> [Given task] Copy the following lines verbatim, starting at the line containing "# draw the outline of every instance of the suburban" and ending at the line containing "265 95 L 271", both included.

> [Source records]
__________________________________________________

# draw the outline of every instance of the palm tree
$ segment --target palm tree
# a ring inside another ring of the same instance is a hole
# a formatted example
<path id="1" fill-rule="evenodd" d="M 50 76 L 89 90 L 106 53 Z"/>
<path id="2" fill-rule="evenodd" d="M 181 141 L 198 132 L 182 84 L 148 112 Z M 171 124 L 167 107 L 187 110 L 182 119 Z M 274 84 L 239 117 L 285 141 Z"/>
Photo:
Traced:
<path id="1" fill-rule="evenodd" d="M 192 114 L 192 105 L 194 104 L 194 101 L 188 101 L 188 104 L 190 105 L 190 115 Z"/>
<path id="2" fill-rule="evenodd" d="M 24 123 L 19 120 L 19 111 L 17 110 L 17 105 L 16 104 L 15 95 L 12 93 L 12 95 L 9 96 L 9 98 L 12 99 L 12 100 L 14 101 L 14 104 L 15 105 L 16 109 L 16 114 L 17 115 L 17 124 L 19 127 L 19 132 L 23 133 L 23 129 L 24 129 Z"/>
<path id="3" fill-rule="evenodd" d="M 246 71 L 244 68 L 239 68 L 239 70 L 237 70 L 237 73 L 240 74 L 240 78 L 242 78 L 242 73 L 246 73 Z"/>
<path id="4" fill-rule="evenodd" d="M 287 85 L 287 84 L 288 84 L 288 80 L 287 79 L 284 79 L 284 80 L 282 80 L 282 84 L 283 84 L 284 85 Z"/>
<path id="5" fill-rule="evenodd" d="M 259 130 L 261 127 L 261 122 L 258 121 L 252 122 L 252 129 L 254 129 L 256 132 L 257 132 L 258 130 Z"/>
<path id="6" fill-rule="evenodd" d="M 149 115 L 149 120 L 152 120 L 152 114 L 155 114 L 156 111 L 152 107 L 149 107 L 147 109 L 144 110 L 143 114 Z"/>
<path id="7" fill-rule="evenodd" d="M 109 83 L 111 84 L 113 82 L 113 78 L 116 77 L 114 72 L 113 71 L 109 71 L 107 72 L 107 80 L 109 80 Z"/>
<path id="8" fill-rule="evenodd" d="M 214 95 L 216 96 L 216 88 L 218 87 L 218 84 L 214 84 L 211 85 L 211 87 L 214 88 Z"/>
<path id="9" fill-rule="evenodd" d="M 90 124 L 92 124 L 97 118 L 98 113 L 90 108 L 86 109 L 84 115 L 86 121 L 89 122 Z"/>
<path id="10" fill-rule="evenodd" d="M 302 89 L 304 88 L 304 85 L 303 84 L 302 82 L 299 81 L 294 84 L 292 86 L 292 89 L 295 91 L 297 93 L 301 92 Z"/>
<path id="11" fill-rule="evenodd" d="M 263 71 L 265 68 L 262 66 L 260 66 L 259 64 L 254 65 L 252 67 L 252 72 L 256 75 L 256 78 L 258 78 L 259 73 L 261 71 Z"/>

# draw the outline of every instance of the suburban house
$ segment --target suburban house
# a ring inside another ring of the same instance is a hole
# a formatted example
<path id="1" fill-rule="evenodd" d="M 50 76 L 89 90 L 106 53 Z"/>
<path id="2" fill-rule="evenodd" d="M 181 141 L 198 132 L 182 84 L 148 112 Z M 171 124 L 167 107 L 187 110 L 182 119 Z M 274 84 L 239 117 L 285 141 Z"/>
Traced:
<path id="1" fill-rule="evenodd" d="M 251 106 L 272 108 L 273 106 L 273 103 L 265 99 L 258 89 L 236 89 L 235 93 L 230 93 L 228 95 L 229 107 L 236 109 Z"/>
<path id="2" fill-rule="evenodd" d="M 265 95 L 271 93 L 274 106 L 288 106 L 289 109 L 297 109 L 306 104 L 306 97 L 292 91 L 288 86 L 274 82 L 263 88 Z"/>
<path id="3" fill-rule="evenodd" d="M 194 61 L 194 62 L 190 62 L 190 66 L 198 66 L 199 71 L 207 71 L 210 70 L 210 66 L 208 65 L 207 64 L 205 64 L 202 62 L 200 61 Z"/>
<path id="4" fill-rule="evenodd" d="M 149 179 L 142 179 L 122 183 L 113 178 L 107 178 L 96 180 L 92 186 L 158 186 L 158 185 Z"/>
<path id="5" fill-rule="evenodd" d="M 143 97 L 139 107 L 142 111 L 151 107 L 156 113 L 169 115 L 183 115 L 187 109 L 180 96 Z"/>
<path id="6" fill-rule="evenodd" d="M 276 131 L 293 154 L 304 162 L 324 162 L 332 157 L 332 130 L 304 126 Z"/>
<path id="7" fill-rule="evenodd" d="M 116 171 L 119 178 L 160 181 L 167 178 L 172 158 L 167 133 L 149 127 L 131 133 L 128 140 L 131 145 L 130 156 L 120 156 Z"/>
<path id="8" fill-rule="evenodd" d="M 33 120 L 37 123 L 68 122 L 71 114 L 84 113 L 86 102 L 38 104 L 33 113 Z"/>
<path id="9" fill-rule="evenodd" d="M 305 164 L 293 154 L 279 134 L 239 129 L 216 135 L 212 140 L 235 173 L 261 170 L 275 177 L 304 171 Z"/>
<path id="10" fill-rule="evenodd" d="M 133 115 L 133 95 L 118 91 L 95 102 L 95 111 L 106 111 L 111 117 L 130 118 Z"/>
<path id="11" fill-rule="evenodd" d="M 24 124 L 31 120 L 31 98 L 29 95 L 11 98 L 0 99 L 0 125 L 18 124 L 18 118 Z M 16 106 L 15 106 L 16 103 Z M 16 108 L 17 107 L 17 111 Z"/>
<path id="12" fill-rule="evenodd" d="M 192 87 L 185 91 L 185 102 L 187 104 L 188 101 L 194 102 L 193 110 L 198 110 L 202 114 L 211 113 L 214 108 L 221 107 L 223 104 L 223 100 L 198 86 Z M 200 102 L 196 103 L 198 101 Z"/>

__________________________________________________

> [Task answer]
# draw the outline of every instance of the suburban house
$ segment --target suburban house
# a ring inside another ring of the same instance is a hole
# a formatted example
<path id="1" fill-rule="evenodd" d="M 50 76 L 89 90 L 106 53 Z"/>
<path id="2" fill-rule="evenodd" d="M 181 141 L 198 132 L 182 84 L 148 112 Z M 171 124 L 167 107 L 187 110 L 182 119 Z M 274 84 L 239 117 L 285 141 Z"/>
Traced:
<path id="1" fill-rule="evenodd" d="M 251 106 L 272 108 L 273 106 L 273 103 L 265 99 L 258 89 L 236 89 L 235 93 L 230 93 L 228 95 L 229 107 L 236 109 Z"/>
<path id="2" fill-rule="evenodd" d="M 265 95 L 271 93 L 274 106 L 288 106 L 289 109 L 297 109 L 306 104 L 306 97 L 292 91 L 288 86 L 274 82 L 263 88 Z"/>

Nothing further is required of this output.